# Goal
Report how many lines in the listing below contain the string "Target". Give only the number.

BEGIN Given entries

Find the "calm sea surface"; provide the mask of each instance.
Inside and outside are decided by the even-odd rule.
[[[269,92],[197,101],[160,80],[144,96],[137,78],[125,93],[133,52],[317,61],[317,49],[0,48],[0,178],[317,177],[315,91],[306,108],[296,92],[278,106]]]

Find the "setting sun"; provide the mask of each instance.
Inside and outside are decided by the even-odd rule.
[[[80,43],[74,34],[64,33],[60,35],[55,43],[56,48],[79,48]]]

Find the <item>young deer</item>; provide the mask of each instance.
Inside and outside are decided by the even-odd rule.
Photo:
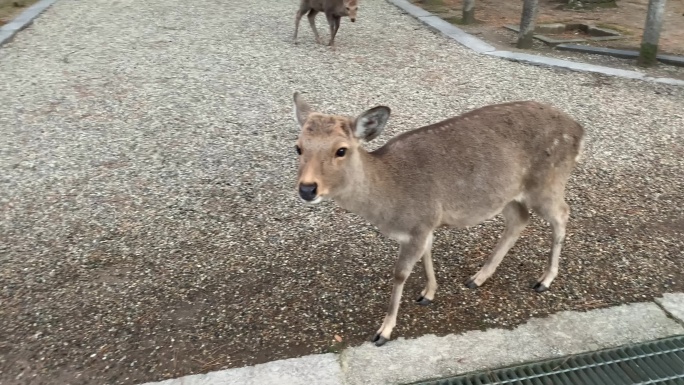
[[[297,42],[299,21],[302,19],[302,16],[308,12],[309,15],[307,18],[309,19],[311,30],[316,37],[316,42],[321,43],[318,31],[316,30],[316,15],[318,12],[324,12],[325,17],[328,19],[328,24],[330,25],[330,41],[328,42],[328,45],[333,46],[337,30],[340,29],[340,19],[342,19],[342,16],[349,16],[349,19],[353,23],[356,21],[356,11],[358,9],[358,0],[301,0],[299,3],[299,10],[295,16],[295,35],[293,40],[295,43]]]
[[[553,230],[546,268],[534,286],[549,288],[558,273],[570,208],[565,185],[580,156],[584,130],[570,116],[534,101],[482,107],[405,132],[367,152],[390,115],[377,106],[356,118],[314,112],[294,94],[301,126],[298,190],[302,200],[324,198],[356,213],[399,242],[389,309],[373,337],[381,346],[396,324],[404,282],[423,259],[427,284],[417,302],[437,290],[432,234],[440,226],[474,226],[501,213],[506,228],[485,265],[466,282],[489,278],[515,244],[532,209]]]

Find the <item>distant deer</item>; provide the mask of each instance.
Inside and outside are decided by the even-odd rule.
[[[318,31],[316,30],[316,15],[319,12],[324,12],[325,17],[328,19],[328,24],[330,25],[330,41],[328,42],[328,45],[333,46],[335,44],[337,30],[340,29],[340,20],[342,19],[342,16],[349,16],[349,19],[353,23],[356,21],[356,12],[358,9],[358,0],[301,0],[299,10],[295,16],[295,34],[293,40],[295,43],[297,42],[299,21],[302,19],[302,16],[308,12],[309,15],[307,18],[309,19],[311,30],[316,37],[316,42],[321,43]]]
[[[390,339],[404,282],[421,257],[427,284],[416,301],[428,305],[434,299],[431,248],[440,226],[475,226],[503,215],[501,239],[466,282],[474,289],[494,273],[532,209],[553,230],[548,262],[534,289],[547,290],[556,278],[570,215],[565,186],[584,142],[584,129],[564,112],[534,101],[490,105],[404,132],[373,152],[360,142],[380,135],[389,107],[355,118],[327,115],[314,112],[295,92],[294,112],[301,126],[301,199],[334,200],[399,242],[389,308],[375,345]]]

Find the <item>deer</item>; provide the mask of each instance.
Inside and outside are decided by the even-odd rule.
[[[433,232],[467,228],[501,214],[505,229],[484,265],[465,285],[476,289],[494,274],[530,219],[552,230],[551,251],[533,285],[549,289],[558,275],[570,206],[565,189],[583,151],[584,128],[568,114],[533,100],[480,107],[396,135],[369,152],[390,116],[383,105],[357,116],[317,112],[299,91],[297,191],[305,204],[335,202],[399,243],[389,307],[371,338],[391,338],[404,283],[423,261],[425,288],[415,300],[433,303]]]
[[[307,12],[307,18],[309,19],[309,25],[311,25],[311,30],[314,33],[316,42],[321,43],[321,39],[318,36],[318,31],[316,30],[316,15],[319,12],[324,12],[325,17],[328,19],[328,25],[330,26],[330,41],[328,45],[334,47],[335,36],[337,35],[337,30],[340,29],[340,21],[343,16],[349,16],[349,20],[352,23],[356,22],[356,12],[359,9],[358,0],[301,0],[299,3],[299,10],[295,16],[295,33],[294,42],[297,44],[297,32],[299,31],[299,22]]]

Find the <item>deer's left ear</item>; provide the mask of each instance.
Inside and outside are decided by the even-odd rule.
[[[354,136],[366,142],[377,138],[385,128],[390,112],[389,107],[377,106],[362,113],[354,121]]]

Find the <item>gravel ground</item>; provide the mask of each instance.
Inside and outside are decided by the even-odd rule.
[[[369,338],[397,247],[298,202],[295,89],[326,112],[392,107],[373,148],[518,99],[586,126],[552,290],[529,288],[550,247],[537,217],[475,291],[501,221],[443,230],[437,302],[411,304],[417,267],[393,337],[684,290],[683,89],[478,56],[383,0],[337,50],[306,20],[293,45],[296,3],[62,0],[0,50],[1,383],[133,384]]]

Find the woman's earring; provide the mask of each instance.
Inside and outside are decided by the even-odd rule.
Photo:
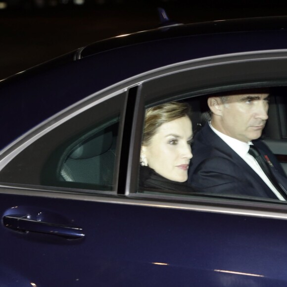
[[[146,158],[145,156],[141,156],[140,158],[140,164],[142,166],[147,166]]]

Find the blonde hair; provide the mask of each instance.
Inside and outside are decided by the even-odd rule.
[[[191,107],[187,103],[172,101],[146,109],[143,145],[148,145],[162,124],[186,116],[191,117]]]

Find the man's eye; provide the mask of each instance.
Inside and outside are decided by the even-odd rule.
[[[178,143],[178,140],[177,139],[173,139],[171,140],[168,143],[170,144],[177,144]]]

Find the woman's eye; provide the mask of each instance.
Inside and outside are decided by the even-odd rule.
[[[168,143],[170,144],[177,144],[178,143],[178,140],[177,139],[173,139],[172,140],[171,140]]]

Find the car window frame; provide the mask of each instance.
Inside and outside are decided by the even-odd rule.
[[[212,63],[212,61],[210,61],[209,63],[205,62],[205,64],[197,67],[192,66],[191,63],[187,64],[185,67],[184,64],[181,67],[182,69],[178,71],[171,71],[167,69],[165,74],[163,73],[160,76],[143,82],[141,84],[136,104],[138,116],[134,119],[132,134],[135,139],[134,147],[131,148],[128,170],[130,173],[127,176],[127,196],[138,198],[149,197],[148,195],[143,195],[137,191],[140,146],[146,108],[166,101],[184,99],[218,92],[259,87],[287,86],[286,50],[242,54],[230,55],[229,58],[225,59],[227,60],[226,61],[222,61],[221,63]],[[213,60],[216,61],[216,59]],[[266,64],[268,64],[268,71],[263,68]],[[190,66],[188,67],[189,65]],[[185,69],[182,69],[184,67]],[[193,81],[191,81],[191,79]],[[156,196],[153,194],[152,197],[168,200],[172,196],[169,194],[161,194]],[[206,198],[203,199],[205,201]],[[178,200],[178,198],[176,200]],[[183,200],[188,201],[184,198]],[[193,200],[190,198],[191,203]],[[246,199],[246,201],[248,200]],[[251,200],[252,201],[252,199]],[[198,198],[196,196],[196,201],[198,202]],[[262,200],[259,199],[257,201]],[[242,203],[243,206],[244,204]]]

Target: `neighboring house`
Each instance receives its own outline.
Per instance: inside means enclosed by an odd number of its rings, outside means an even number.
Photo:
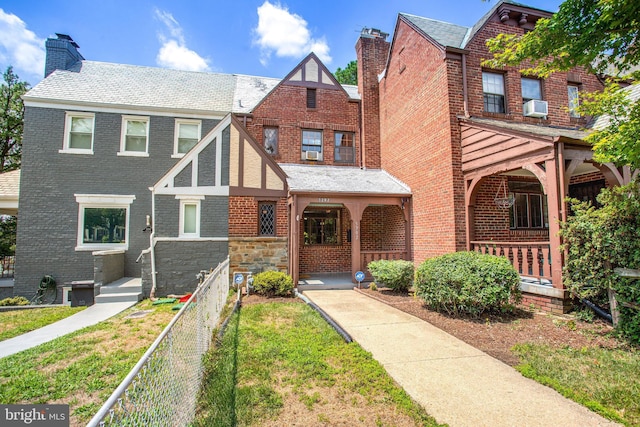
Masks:
[[[558,236],[567,195],[631,179],[598,164],[574,107],[602,89],[583,69],[547,79],[488,69],[486,40],[551,13],[500,1],[473,27],[398,16],[379,83],[382,167],[413,191],[414,260],[472,249],[512,259],[524,302],[566,310]],[[523,67],[525,68],[525,67]]]
[[[510,1],[471,28],[400,14],[391,42],[361,33],[357,87],[314,54],[270,79],[86,61],[48,40],[48,77],[24,96],[14,293],[91,279],[105,249],[156,295],[226,256],[297,282],[472,249],[511,258],[527,304],[566,310],[563,199],[633,174],[584,142],[574,107],[597,76],[482,66],[488,38],[548,16]]]

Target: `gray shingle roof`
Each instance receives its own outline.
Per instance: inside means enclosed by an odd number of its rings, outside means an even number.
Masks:
[[[82,61],[72,70],[53,72],[24,99],[224,115],[251,112],[279,82],[267,77]],[[356,86],[345,85],[345,90],[351,98],[360,99]]]
[[[281,164],[293,193],[411,195],[411,189],[381,169]]]

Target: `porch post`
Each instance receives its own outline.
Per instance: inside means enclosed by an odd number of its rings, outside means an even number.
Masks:
[[[560,250],[560,221],[562,220],[563,191],[560,190],[559,173],[564,173],[564,165],[558,171],[557,157],[545,161],[547,178],[547,201],[549,208],[549,246],[551,250],[551,282],[554,288],[563,289],[562,266],[564,253]]]

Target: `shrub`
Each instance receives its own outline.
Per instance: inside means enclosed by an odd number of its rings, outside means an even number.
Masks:
[[[522,298],[520,276],[505,257],[455,252],[424,261],[416,270],[416,295],[451,315],[478,317],[508,311]]]
[[[9,305],[29,305],[29,300],[25,297],[13,297],[0,300],[0,307]]]
[[[293,291],[293,279],[282,271],[263,271],[253,276],[253,289],[265,296],[286,296]]]
[[[371,261],[367,268],[373,275],[373,279],[394,291],[406,292],[413,281],[413,263],[403,260],[378,260]]]

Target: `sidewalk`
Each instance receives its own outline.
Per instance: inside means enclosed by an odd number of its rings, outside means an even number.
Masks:
[[[100,323],[121,311],[135,305],[136,302],[110,302],[93,304],[67,318],[47,325],[35,331],[27,332],[15,338],[0,341],[0,358],[28,350],[79,329]]]
[[[371,352],[440,423],[618,425],[431,324],[353,290],[309,290],[304,295]]]

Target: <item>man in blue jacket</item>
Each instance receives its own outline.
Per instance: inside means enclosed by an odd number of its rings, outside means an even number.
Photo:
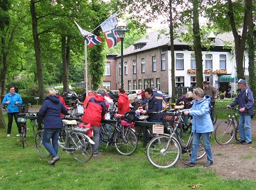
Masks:
[[[16,136],[21,136],[21,128],[17,121],[17,114],[19,112],[18,104],[22,104],[22,99],[21,96],[15,92],[15,86],[10,86],[9,93],[4,96],[2,101],[3,105],[7,105],[7,113],[8,113],[8,129],[7,129],[7,137],[11,136],[11,125],[14,116],[15,122],[17,124],[18,134]]]
[[[242,145],[252,144],[252,131],[250,128],[251,116],[253,115],[254,99],[252,91],[246,86],[245,80],[240,79],[238,81],[240,91],[235,100],[228,105],[228,108],[238,105],[239,118],[239,133],[240,140],[238,143]]]

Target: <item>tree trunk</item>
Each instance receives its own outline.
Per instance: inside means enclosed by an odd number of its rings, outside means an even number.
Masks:
[[[5,47],[5,38],[1,38],[2,47]],[[1,57],[3,57],[3,67],[0,72],[0,89],[1,94],[4,95],[6,93],[6,79],[7,76],[7,52],[5,50],[5,48],[1,51]]]
[[[38,79],[38,94],[39,94],[39,104],[43,104],[44,96],[43,89],[43,65],[41,55],[40,40],[38,32],[38,19],[36,18],[35,4],[38,1],[31,0],[31,13],[32,17],[32,31],[33,38],[34,41],[35,56],[36,62],[36,71]]]
[[[255,76],[255,65],[254,64],[254,57],[255,45],[255,39],[253,35],[253,20],[252,20],[252,0],[246,0],[245,6],[248,13],[248,56],[249,56],[249,84],[250,88],[252,91],[252,94],[255,99],[256,95],[256,76]]]
[[[68,88],[68,67],[66,60],[66,37],[63,35],[61,37],[61,55],[63,60],[63,91],[69,91]]]
[[[203,89],[202,45],[200,35],[198,1],[193,0],[193,33],[196,64],[196,86]]]
[[[175,90],[175,53],[174,53],[174,23],[173,23],[173,14],[172,14],[172,1],[169,0],[170,11],[170,40],[171,40],[171,103],[176,102],[176,90]]]
[[[6,128],[3,112],[1,111],[1,95],[0,94],[0,128]]]
[[[250,0],[251,1],[251,0]],[[245,72],[243,67],[243,55],[245,48],[246,35],[248,26],[248,13],[247,8],[245,10],[244,16],[244,25],[242,27],[242,36],[238,34],[238,29],[235,23],[235,16],[233,9],[232,0],[228,0],[228,16],[229,17],[232,32],[233,33],[235,40],[235,61],[237,66],[238,78],[245,78]]]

END Given entries

# Solved problem
7